+++ RECORDS FOR THIS TASK

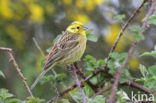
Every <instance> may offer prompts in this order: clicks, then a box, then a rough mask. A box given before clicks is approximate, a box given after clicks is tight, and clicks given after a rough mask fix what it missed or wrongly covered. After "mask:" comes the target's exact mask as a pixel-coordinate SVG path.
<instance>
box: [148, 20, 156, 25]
mask: <svg viewBox="0 0 156 103" xmlns="http://www.w3.org/2000/svg"><path fill="white" fill-rule="evenodd" d="M148 24H152V25H156V19H151V20H149V21H148Z"/></svg>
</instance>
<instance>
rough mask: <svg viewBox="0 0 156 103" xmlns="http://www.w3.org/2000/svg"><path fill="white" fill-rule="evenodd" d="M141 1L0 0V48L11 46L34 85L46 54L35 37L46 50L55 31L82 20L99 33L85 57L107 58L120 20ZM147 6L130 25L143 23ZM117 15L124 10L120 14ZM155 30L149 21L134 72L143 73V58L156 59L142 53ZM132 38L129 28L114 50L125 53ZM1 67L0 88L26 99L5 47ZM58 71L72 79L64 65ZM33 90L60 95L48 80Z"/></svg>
mask: <svg viewBox="0 0 156 103" xmlns="http://www.w3.org/2000/svg"><path fill="white" fill-rule="evenodd" d="M140 4H141V0H0V47H8V48H12V49H13V53H14V56H15V59H16V60H17V63H18V64H19V66H20V68H21V70H22V72H23V73H24V76H25V77H26V78H27V82H28V84H29V85H31V84H32V83H33V81H34V79H35V78H36V77H37V75H38V74H39V73H40V71H41V69H42V66H41V65H42V64H41V63H42V61H43V59H44V57H43V56H42V55H41V53H40V52H39V50H38V49H37V47H36V46H35V44H34V42H33V40H32V38H33V37H35V38H36V40H37V41H38V43H39V45H40V47H41V49H42V50H43V52H44V53H45V54H46V55H47V52H46V50H47V49H48V48H49V47H51V46H52V41H53V40H54V39H55V38H56V36H57V35H59V34H61V33H62V31H64V30H65V29H66V27H67V26H68V25H69V24H70V23H71V22H73V21H75V20H76V21H81V22H82V23H84V24H85V25H86V26H87V27H88V28H89V29H93V32H92V33H93V34H94V35H96V36H97V37H98V41H97V42H91V41H88V42H87V49H86V52H85V54H84V56H85V55H86V54H89V55H92V56H94V57H95V58H97V59H104V58H106V57H107V55H108V52H109V50H110V48H111V46H112V45H113V43H114V41H115V39H116V37H117V35H118V33H119V31H120V29H121V26H122V24H123V23H124V21H125V20H127V19H128V18H129V16H130V15H131V14H132V13H133V11H134V10H135V9H136V8H137V7H138V6H139V5H140ZM148 8H149V7H147V6H145V7H143V8H142V9H141V13H139V15H138V16H137V17H135V19H134V20H133V22H132V23H131V25H141V24H142V19H143V18H144V16H145V15H146V12H147V10H148ZM118 15H121V16H120V18H119V17H118ZM121 17H123V19H122V18H121ZM155 33H156V29H155V27H154V26H151V27H150V28H149V29H148V31H146V32H145V38H146V39H145V40H143V41H141V42H140V43H139V46H138V47H137V48H136V50H135V52H134V53H133V56H132V57H131V58H130V61H129V68H130V71H131V73H132V75H133V76H135V77H136V76H138V74H139V71H138V66H139V63H141V64H144V65H146V66H149V65H153V64H154V63H155V60H154V58H152V57H142V58H140V57H139V55H140V54H142V53H143V52H145V51H151V50H152V49H153V47H154V45H155V43H156V35H155ZM134 38H135V36H134V35H133V33H132V32H131V31H130V30H129V27H128V29H127V30H126V31H125V32H124V36H123V37H122V38H121V40H120V42H119V44H118V47H117V48H116V51H117V52H126V51H127V50H128V48H129V47H130V45H131V43H132V42H133V41H134ZM81 63H83V61H81ZM0 70H2V71H3V73H4V74H5V76H6V79H4V78H3V77H0V88H7V89H9V92H11V93H13V94H15V96H16V97H18V98H21V99H24V98H25V97H26V96H27V95H28V94H27V92H26V90H25V88H24V86H23V84H22V82H21V80H20V79H19V76H18V75H17V72H16V70H15V69H14V66H13V65H12V63H9V58H8V55H7V53H4V52H2V51H0ZM55 70H56V72H57V73H64V72H65V73H66V74H68V75H66V79H65V80H64V81H63V82H64V83H65V84H66V85H67V86H68V85H70V84H71V83H73V82H74V81H73V80H72V78H71V74H70V73H68V71H67V70H66V69H65V67H63V66H58V67H55ZM51 73H52V72H49V74H51ZM69 77H70V78H71V79H69ZM58 88H59V91H62V90H63V89H64V88H63V87H62V86H58ZM33 92H34V94H35V95H36V96H38V97H40V98H45V99H49V98H50V97H52V96H54V95H56V93H55V91H54V89H53V88H52V87H51V85H50V83H46V84H44V85H39V84H38V86H37V87H36V88H35V89H34V90H33Z"/></svg>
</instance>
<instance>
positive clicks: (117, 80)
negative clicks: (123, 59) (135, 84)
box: [109, 0, 156, 103]
mask: <svg viewBox="0 0 156 103" xmlns="http://www.w3.org/2000/svg"><path fill="white" fill-rule="evenodd" d="M145 2H146V0H144V1H143V3H145ZM155 2H156V0H153V3H152V6H151V8H152V9H151V8H150V9H149V11H148V13H147V15H146V19H145V22H144V23H143V25H142V28H144V29H147V28H146V27H147V26H146V25H147V21H148V20H149V17H150V15H152V13H153V12H154V11H151V10H154V9H153V8H154V7H155V5H156V3H155ZM143 3H142V5H143ZM149 12H150V13H149ZM140 34H141V33H140ZM136 45H137V41H136V40H135V41H134V42H133V44H132V45H131V47H130V49H129V51H128V56H127V57H126V58H125V60H124V62H123V64H122V65H121V66H120V67H119V68H118V72H117V74H116V77H115V82H114V84H113V86H112V93H111V96H110V99H109V103H113V102H114V100H115V95H116V94H115V91H116V88H117V87H118V82H119V79H120V75H121V72H122V70H123V68H124V67H125V66H126V64H127V62H128V59H129V57H130V56H131V54H132V52H133V50H134V48H135V47H136Z"/></svg>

++++++

▶ ASSIGNED TASK:
If a line in the entries holds the string "clicks", count it, then state the total and nothing more.

▶ OUTPUT FOR THIS TASK:
3